[Pointing records]
----

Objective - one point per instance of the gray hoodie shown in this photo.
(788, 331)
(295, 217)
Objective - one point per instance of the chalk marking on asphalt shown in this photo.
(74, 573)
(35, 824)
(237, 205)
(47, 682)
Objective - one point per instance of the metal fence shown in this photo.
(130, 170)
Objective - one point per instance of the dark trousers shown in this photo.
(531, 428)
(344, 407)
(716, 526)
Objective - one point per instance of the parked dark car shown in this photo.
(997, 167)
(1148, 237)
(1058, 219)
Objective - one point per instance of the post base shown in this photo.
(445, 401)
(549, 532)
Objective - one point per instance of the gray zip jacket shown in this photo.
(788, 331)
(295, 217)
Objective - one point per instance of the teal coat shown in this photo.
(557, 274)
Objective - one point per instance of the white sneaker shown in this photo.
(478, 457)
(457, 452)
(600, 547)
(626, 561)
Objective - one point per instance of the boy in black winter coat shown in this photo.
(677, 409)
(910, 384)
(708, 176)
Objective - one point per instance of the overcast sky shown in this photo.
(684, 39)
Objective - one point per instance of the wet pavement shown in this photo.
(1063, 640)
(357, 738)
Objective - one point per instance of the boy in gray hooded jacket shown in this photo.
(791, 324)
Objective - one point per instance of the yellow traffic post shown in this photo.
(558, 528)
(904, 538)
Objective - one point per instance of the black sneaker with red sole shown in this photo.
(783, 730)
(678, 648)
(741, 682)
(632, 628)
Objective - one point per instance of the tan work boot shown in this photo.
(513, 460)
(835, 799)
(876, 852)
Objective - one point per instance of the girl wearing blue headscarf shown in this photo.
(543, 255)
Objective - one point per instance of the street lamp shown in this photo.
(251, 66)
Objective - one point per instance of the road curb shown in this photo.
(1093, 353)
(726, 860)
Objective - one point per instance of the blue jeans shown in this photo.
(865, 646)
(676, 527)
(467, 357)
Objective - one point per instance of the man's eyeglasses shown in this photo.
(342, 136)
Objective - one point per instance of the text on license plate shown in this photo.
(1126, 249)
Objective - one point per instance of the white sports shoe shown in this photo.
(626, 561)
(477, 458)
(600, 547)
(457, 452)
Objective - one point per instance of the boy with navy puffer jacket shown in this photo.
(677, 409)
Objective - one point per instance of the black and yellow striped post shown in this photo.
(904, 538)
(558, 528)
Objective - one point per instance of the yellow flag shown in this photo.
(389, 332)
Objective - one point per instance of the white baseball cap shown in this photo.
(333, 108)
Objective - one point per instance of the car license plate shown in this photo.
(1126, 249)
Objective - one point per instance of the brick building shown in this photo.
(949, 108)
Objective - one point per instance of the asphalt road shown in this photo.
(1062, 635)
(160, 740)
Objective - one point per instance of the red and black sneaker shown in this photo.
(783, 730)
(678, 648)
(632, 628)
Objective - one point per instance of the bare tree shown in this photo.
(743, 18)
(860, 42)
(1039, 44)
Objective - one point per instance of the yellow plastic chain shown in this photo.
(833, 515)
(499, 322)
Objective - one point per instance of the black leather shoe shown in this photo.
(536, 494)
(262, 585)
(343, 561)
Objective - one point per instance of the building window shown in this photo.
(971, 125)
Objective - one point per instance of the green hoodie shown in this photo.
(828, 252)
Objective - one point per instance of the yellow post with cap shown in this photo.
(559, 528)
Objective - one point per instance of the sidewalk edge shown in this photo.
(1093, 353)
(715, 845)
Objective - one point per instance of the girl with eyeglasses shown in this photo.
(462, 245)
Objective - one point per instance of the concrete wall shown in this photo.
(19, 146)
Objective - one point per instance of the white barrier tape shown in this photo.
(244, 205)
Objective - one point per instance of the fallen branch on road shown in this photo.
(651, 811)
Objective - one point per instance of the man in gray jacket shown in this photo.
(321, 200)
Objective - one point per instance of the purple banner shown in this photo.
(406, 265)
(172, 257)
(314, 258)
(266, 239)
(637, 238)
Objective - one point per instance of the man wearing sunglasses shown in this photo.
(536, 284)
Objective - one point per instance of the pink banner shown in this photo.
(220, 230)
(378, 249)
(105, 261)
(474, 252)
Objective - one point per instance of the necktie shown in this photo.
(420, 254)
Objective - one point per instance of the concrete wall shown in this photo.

----

Your instructions:
Repeat the records above exactly, leaving none out.

Solution to this problem:
Objective - one point per instance of the gray hoodie shown in this photo.
(788, 331)
(295, 217)
Objective - one point per instance of the chalk marking on asphalt shown in this photo.
(74, 573)
(35, 824)
(237, 205)
(47, 682)
Objective - one point per instance of the metal fence shown in this photo.
(130, 170)
Objective - one point per instance of the dark trousers shown in this photo.
(531, 428)
(344, 407)
(716, 526)
Objective - one point per instance of the parked dark car shown in this photo.
(997, 167)
(1148, 237)
(1058, 219)
Objective - one point per instance of the post base shown in this photo.
(445, 401)
(549, 532)
Objective - one point per instance of the gray zip jacket shown in this photo.
(788, 331)
(295, 217)
Objective - one point per instance of the teal coat shown in this photo.
(557, 274)
Objective - one point per instance of the white sneaker shown in this photo.
(478, 457)
(457, 452)
(600, 547)
(626, 561)
Objective - one point per instance of the boy in black winter coat shown in this photo.
(677, 409)
(910, 384)
(708, 176)
Objective - one point per instance of the overcast sky shown in this photo.
(684, 39)
Objective - one point per instance of the wet pavement shown in this photo.
(1063, 640)
(357, 738)
Objective - one point per instance of the boy in gray hooded jacket shown in this photo.
(791, 324)
Objective - one point per instance of the yellow traffic post shown in this photo.
(558, 528)
(904, 538)
Objective - one point per instance of the black sneaker with red sole shown in this photo.
(783, 730)
(678, 648)
(741, 682)
(632, 628)
Objective - one point per instance of the tan work boot shown in this photo.
(513, 460)
(835, 799)
(876, 852)
Objective - one point per instance of the girl wearing blue headscarf shown in this photo.
(543, 255)
Objective - one point per instance of the street lamp shown in this photo.
(251, 66)
Objective - one point per instance of the road curb shown in this photo.
(1093, 353)
(726, 860)
Objective - one point per instance of the blue jeans shown in this photo.
(865, 646)
(676, 527)
(467, 357)
Objective - one point per instance of the man's eyeglasses shown in this photo.
(342, 136)
Objective - one point per instance of the text on license plate shown in this photo.
(1126, 249)
Objective - one point per instance of the white sports shoe shown in this photo.
(626, 561)
(477, 458)
(600, 547)
(457, 452)
Objective - one point per instance of the boy with navy puffer jacket shown in this photo.
(677, 409)
Objective - one point per instance of the black and yellow striped post shown in this photo.
(904, 538)
(558, 528)
Objective - one point per instance of the yellow flag shown in this photo.
(389, 332)
Objective - one point per instance of the white baseball cap shown in this photo.
(333, 108)
Objective - one point per instance of the car license plate shown in this photo.
(1126, 249)
Objective - one point per instance of the brick building shown in this photo.
(949, 108)
Objective - one point per instance of the asphalt road shown in this photo.
(1062, 635)
(160, 740)
Objective - one point per instance of the red and black sneaker shown in this photo.
(783, 730)
(678, 648)
(632, 628)
Objective - one point per instance of the bare tree shown in this photo.
(743, 18)
(860, 42)
(1039, 44)
Objective - one point per instance of the yellow plastic chain shown in this photo.
(833, 515)
(499, 322)
Objective - one point per instance of the black leather shoe shown in this photo.
(536, 494)
(262, 585)
(343, 561)
Objective - one point per instance of the building window shown in this photo.
(971, 125)
Objective - one point per instance of the green hoodie shown in this photo.
(828, 252)
Objective - one point per instance of the yellow post with cap shown in this photo.
(559, 528)
Objective - one point per instance of the sidewalk edge shown in this photo.
(1093, 353)
(715, 845)
Objective - one point per instance of the girl with eyeglasses shown in this photo.
(462, 245)
Objective - one point per instance of the concrete wall shown in this photo.
(19, 146)
Objective - one point per instance of the white barrier tape shown in this photo.
(244, 205)
Objective - one point per instance of the fallen branch on road shown in this photo.
(651, 811)
Objective - one point per instance of the man in gray jacket shown in this photo.
(321, 200)
Objective - one point per instance of the purple banner shown in this photo.
(406, 265)
(172, 257)
(314, 258)
(266, 239)
(637, 238)
Objective - one point per instance of the man wearing sunglasses shown in this photo.
(536, 284)
Objective - one point per instance of the pink banner shown in this photo.
(220, 230)
(378, 249)
(105, 261)
(474, 252)
Objective - one point per instance of the necktie shown in this photo.
(420, 254)
Objective - one point per instance of the concrete wall shown in this photo.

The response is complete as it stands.